▶ _PROMPT_:
Write out the lines below once more, exactly as they appear. Do not include pictures.

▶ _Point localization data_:

------------

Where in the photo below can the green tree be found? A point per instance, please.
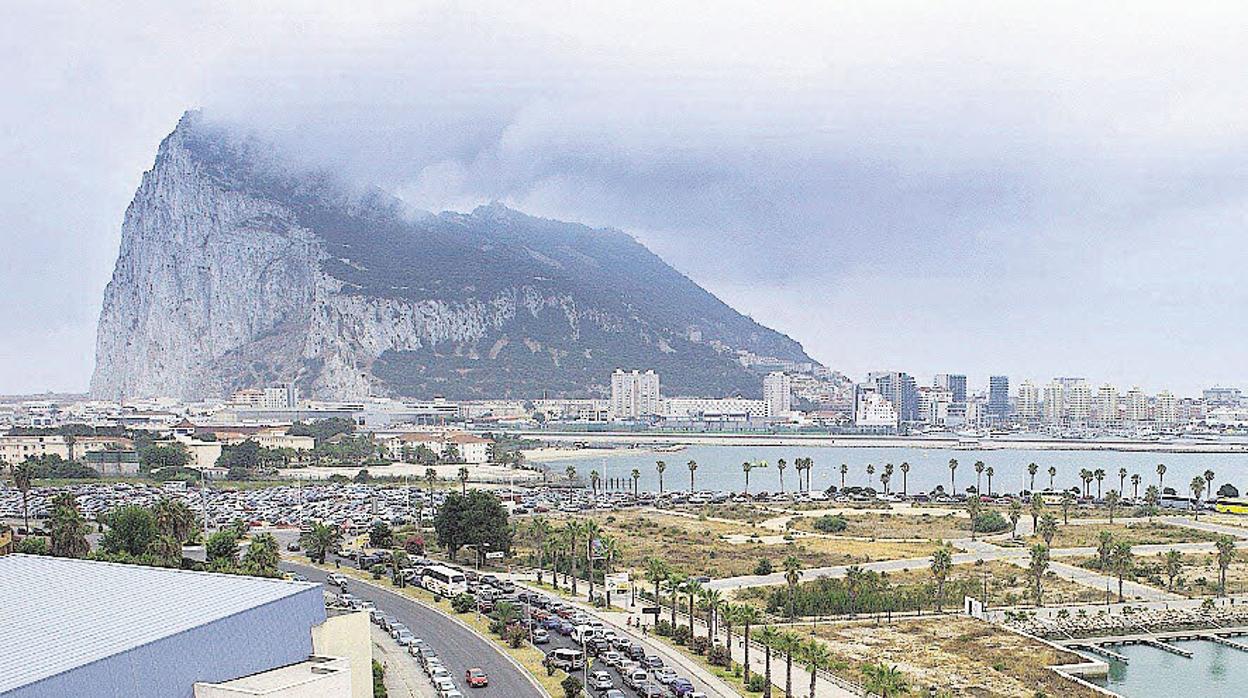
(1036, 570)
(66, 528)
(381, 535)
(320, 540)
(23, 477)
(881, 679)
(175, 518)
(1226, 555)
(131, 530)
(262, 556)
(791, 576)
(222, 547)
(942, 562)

------------

▶ _RESULT OF THE TASK_:
Where in the photo below can the green tree be found? A point per instance, please.
(1036, 570)
(66, 528)
(381, 535)
(320, 540)
(23, 477)
(881, 679)
(175, 518)
(1226, 555)
(131, 530)
(262, 556)
(791, 576)
(222, 547)
(942, 562)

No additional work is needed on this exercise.